→ SELECTION
───

The importance of discretisation is based on the fact that many motion planning methods transform a continuous problem into a discrete one. So the aim of the present paper is to extend the Rudyak’s approach to discrete version. Namely, we define the nth discrete topological complexity.
Before we introduce the nth discrete topological complexity, let us recall some known definitions and theorems.
Definition 1.1
Let K be a simplicial complex. An edge path in K is a finite or infinite sequence of vertices such that any two consecutive vertices span an edge. We say that K is edge path connected if any two vertices can be joined by a finite edge path.
Definition 1.2
Two simplicial maps \(\varphi , \psi : K \rightarrow L\) are said to be contiguous (denoted by \(\varphi \sim _c \psi \)) if for every simplex \(\{v_0, \dots , v_k\}\) in K, \(\{\varphi (v_0), \dots , \varphi (v_k),\psi (v_0), \dots ,\) \(\psi (v_k)\}\) constitutes a simplex in L.
Definition 1.3
Two simplicial maps \(\varphi , \psi : K \rightarrow L \) are said to be in the same contiguity class (denoted by \(\varphi \sim \psi \)) if there exists a finite sequence of simplicial maps \(\varphi _i: K \rightarrow L\) for \(i=0,1,\dots m\) such that \(\varphi = \varphi _1 \sim _c \varphi _2 \sim _c \dots \sim _c \varphi _m= \psi \).
For two simplicial complexes K and L, if there are simplicial maps \(\varphi : K\rightarrow L\) and \(\psi : L\rightarrow K\) such that \(\varphi \circ \psi \sim \textrm{1}_K\) and \(\psi \circ \varphi \sim \textrm{1}_{L}\), then K and L are said to have the same strong homotopy type, and is denoted by \(K\sim L\). If \(K\sim \{v_0\}\) where \(v_0\) be a vertex in K, then K is said to be strongly collapsible.
The cartesian product of simplicial complexes is not necessarily a simplicial complex. So a “new” product on simplicial complexes is defined to make their product into a simplicial complex. It is the categorical product of simplicial complexes and for two simplicial complexes \(K_1\) and \(K_2\), it is defined as follows.

(i)
The set of vertices is defined by \(V(K_1\prod K_2):=V(K_1)\times V(K_2)\).

(ii)
If \(p_i: V(K_1\prod K_2)\rightarrow V(K_i)\) is the projection map for \(i=1,2\), then a simplex \(\sigma \) is said to be in \(K_1\prod K_2\) if \(p_1(\sigma )\in K_1\) and \(p_2(\sigma )\in K_2\).
(for more details, see [7]).

───

→ GIVEN ENTRIES
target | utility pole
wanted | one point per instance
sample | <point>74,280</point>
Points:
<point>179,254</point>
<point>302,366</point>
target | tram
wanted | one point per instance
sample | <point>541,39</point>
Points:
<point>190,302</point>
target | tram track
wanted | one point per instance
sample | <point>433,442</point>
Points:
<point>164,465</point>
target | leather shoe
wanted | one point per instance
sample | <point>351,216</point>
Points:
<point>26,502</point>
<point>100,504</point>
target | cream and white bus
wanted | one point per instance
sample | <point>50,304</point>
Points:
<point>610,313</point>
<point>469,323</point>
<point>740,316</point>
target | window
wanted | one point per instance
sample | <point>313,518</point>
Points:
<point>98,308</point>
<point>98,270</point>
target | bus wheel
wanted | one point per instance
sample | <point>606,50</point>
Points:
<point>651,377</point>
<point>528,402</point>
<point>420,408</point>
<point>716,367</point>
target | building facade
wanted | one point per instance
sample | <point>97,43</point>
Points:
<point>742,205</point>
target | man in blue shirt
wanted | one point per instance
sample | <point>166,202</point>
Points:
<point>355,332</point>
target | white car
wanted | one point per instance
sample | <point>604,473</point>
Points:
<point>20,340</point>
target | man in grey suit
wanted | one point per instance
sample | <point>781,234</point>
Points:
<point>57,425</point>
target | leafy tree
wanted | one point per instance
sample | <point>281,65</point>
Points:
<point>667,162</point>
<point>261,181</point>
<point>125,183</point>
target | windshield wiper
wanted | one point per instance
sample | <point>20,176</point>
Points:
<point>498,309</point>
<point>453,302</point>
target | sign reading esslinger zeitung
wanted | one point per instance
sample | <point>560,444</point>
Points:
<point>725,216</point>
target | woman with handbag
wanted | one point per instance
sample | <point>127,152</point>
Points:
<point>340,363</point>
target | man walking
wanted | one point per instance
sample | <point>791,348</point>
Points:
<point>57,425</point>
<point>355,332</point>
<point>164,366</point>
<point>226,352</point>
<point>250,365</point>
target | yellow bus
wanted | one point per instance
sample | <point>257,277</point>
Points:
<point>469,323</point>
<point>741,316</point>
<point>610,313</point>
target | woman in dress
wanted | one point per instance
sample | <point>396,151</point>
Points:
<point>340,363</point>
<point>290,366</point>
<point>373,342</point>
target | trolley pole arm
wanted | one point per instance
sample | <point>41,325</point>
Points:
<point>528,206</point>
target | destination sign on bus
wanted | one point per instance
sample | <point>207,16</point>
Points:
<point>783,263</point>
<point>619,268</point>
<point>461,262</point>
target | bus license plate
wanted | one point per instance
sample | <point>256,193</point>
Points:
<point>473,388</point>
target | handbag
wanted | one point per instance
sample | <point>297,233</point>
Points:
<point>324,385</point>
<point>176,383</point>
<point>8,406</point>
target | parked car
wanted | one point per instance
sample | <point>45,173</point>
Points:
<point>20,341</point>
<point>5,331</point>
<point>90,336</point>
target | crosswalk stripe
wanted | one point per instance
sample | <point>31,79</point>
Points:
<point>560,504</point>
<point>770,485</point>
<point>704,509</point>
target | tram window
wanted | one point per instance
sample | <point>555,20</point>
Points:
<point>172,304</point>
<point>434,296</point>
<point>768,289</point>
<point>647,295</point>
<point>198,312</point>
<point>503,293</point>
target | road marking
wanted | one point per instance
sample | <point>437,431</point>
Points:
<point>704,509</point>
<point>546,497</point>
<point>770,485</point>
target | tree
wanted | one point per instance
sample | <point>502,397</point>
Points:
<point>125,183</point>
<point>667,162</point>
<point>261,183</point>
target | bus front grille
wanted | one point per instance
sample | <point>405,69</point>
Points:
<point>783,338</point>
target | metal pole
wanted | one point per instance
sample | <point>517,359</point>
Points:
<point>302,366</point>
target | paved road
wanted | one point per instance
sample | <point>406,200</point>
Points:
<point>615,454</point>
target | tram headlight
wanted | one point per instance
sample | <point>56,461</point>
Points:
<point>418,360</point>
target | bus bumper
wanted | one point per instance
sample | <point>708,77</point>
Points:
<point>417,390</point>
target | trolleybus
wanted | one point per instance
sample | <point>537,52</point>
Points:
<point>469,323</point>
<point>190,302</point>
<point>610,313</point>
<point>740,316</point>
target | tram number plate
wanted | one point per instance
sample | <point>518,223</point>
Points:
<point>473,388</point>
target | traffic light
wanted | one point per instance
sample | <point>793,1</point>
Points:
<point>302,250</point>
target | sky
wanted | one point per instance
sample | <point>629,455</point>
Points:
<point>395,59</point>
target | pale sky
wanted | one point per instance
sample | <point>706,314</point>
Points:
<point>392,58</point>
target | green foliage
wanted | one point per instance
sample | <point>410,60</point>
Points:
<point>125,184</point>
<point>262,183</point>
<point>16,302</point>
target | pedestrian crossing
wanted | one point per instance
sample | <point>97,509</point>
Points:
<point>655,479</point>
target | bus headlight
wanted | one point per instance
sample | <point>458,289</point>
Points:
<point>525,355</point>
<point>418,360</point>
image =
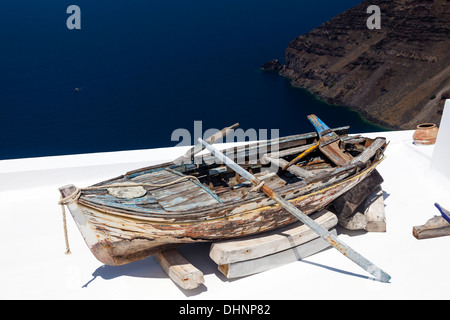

───

→ DIRECTIVES
1/ Name each numbered definition in the passage on discrete topological complexity, along with the notion or notions it defines.
2/ Answer these questions from the passage on discrete topological complexity:
(a) What notation does it use for contiguous simplicial maps?
(b) What is the vertex set of the categorical product of K₁ and K₂?
(c) When is a simplicial complex K called strongly collapsible?
3/ Continue the passage on discrete topological complexity from its final sentence.

→ ANSWERS FOR THE TASKS
1/
Definition 1.1: an edge path in a simplicial complex K, and K being edge path connected.
Definition 1.2: two simplicial maps being contiguous.
Definition 1.3: two simplicial maps being in the same contiguity class.

2/
(a) φ ∼_c ψ
(b) V(K₁) × V(K₂), the product of the vertex sets of K₁ and K₂.
(c) When K ∼ {v₀}, where v₀ is a vertex of K.

3/
Definition 1.4
[6] Let K be a simplicial complex. A subcomplex \(\Omega \subset K\) is said to be categorical if the inclusion \(i:\Omega \hookrightarrow K\) and a constant map \(c_{v_0}: \Omega \rightarrow K\), where \(v_0 \in K\) is some fixed vertex, are in the same contiguity class.
Definition 1.5
[6] The simplicial LusternikSchnirelmann category \(\textrm{scat}(K)\) is the least integer \(k\ge 0\) such that there exist categorical subcomplexes \(\Omega _0,\Omega _1,\dots , \Omega _k\) of K covering K.
Definition 1.6
[4] We say that \(\Omega \subset K^2\) is a Farber subcomplex if there is a simplicial map \(\sigma : \Omega \rightarrow K\) such that \(\Delta \circ \sigma \) \(\sim \iota _{\Omega }\) where \(\Delta : K \rightarrow K^2\), \(\Delta (v) = (v,v)\) is the diagonal map and \(\iota _{\Omega }: \Omega \hookrightarrow K^2\) is the inclusion map.
Definition 1.7
[4] The discrete topological complexity \(\textrm{TC}(K)\) of a simplicial complex K is the least nonnegative integer k such that \(K^2\) can be covered by \(k+1\) Farber subcomplexes. More precisely, \(K^2 = \Omega _0 \cup \cdots \cup \Omega _k\) and there exist simplicial maps \(\sigma _j: \Omega _j \rightarrow K\) satisfying \(\Delta \circ \sigma _j \sim \iota _j\) where \(\iota _j: \Omega _j \hookrightarrow K^2\) are inclusions for each \(j = 0,\dots ,k\).
2 Higher analogues of discrete topological complexity
Proposition 2.1
If \(\varphi , \psi : K \rightarrow L\) are in the same contiguity class, then so are \(\varphi ^n\) and \(\psi ^n\).
Proof
Without loss of generality we will focus on being contiguous and show that if \(\varphi \sim _c \psi \), so is \(\varphi ^n \sim _c \psi ^n\).
Suppose that \(\varphi \sim _c \psi \). If
\(\sigma = \{(a_{11},a_{12},\dots ,a_{1m}),(a_{21},a_{22},\dots ,a_{2m}),\dots ,(a_{n1},a_{n2},\dots ,a_{nm})\}\)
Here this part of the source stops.